● **What you need to do**:
- a) In the work samples text, what is named as the most typical use of work samples?
- b) Write the next part of the text on work samples, picking up after its last sentence.

● **Text shown**:
Work Samples

Work samples, in the strictest sense, are hands-on performance tests or simulations of the job, which are used to estimate current or predict future performance on similar tasks. Uses of work samples include the following:

  • Selection: Work samples can be used to decide which applicants to hire. This is the most typical use of work samples.
  • Performance measurement and evaluation: Work samples are sometimes used to estimate an individual’s current level of job performance when other measures are unavailable. This is discussed at greater length in a following section.
  • Vocational assessment of disabled workers: Work samples are commonly used to determine whether applicants with disabilities can perform the duties required on different types of jobs. These types of work samples are used to provide career counseling and vocational guidance to disabled workers.
  • Trainability measure: Work samples are sometimes used after a short training session to decide whether the person should be selected to continue in a lengthier training program. In these cases the work sample is intended measure trainability to predict how successful the person will be in the training program.
  • Training evaluation: Work samples are commonly used at the completion of a training program to determine whether the training was effective at improving performance.

The defining feature of work samples is physical replication of the critical tasks performed on the job; however, many other selection tools that do not replicate the work environment can also be considered work samples. Consequently, certain types of simulations fit more squarely under the work sample label than others. In the broadest sense of the term, any tests assessing specific skills, knowledge, or aptitudes that are critical for performance on the job in question may, in some cases, be characterized as work samples.

● **Dataset content**:
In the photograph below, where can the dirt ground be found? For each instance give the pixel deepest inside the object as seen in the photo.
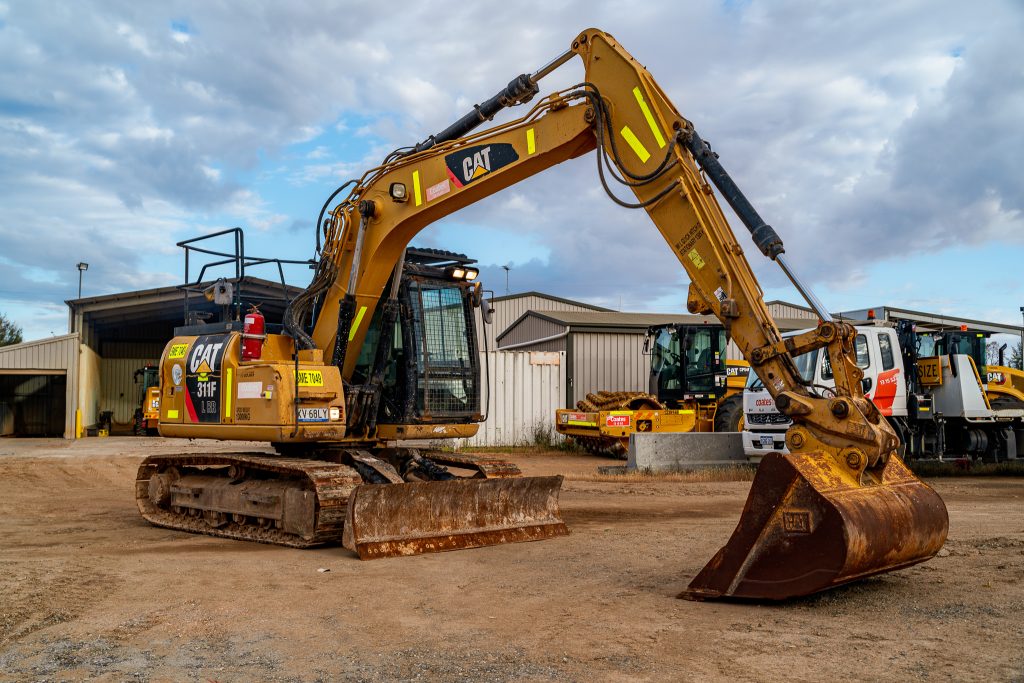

● **Responses**:
- a) Selection: deciding which applicants to hire.

- b)
Work Sample Characteristics

All work samples are based on the concepts that the test samples behaviors instead of measuring traitlike constructs and that those behaviors sampled are similar to those elicited on the job. Therefore, work samples are job specific. Although one work sample could be used to predict the same job at multiple organizations, the same test may no longer qualify as a work sample if used to predict a different type of job. To illustrate: A test measuring speed and accuracy of identifying number transcription errors could serve as a work sample for data entry clerks. However, the same test is not a work sample for a quality control position in a candy factory even if the test is a valid predictor of performance for both jobs. In the first instance, the test measures behavior similar to that required on the job (checking numbers); in the second instance, the test is likely an indicator of the construct attention to detail. Therefore, researchers cannot determine if a test is a work sample without knowledge of the job to be predicted.

Fidelity to the Job

Work samples can range from high fidelity (an exact duplication of job tasks) to low fidelity (having a measurement format that differs from the job tasks). Examples of high-fidelity work samples from a broad range of jobs include flight simulators, dragging a fire hose and climbing a ladder, blueprint reading tests, typing and filing tests, dental carving tests, sewing tests, tests of microscope use, driving tests, assessment center simulations (i.e., in-basket tests, leader-less group discussions, business games, subordinate simulations), police report writing tests, computer programming tests, and so on.

Low-fidelity work samples fall into one of two main categories:

  1. Physical ability tests such as manual dexterity tests, optical exams, and strength tests
  2. Paper-and-pencil tests such as job knowledge measures (e.g., farming knowledge test), situational judgment tests, and job-specific skills or aptitude tests (e.g., math tests)

As such, some researchers have used the term work sample to refer to a variety of selection tools commonly used by industrial/organizational (I/O) psychologists.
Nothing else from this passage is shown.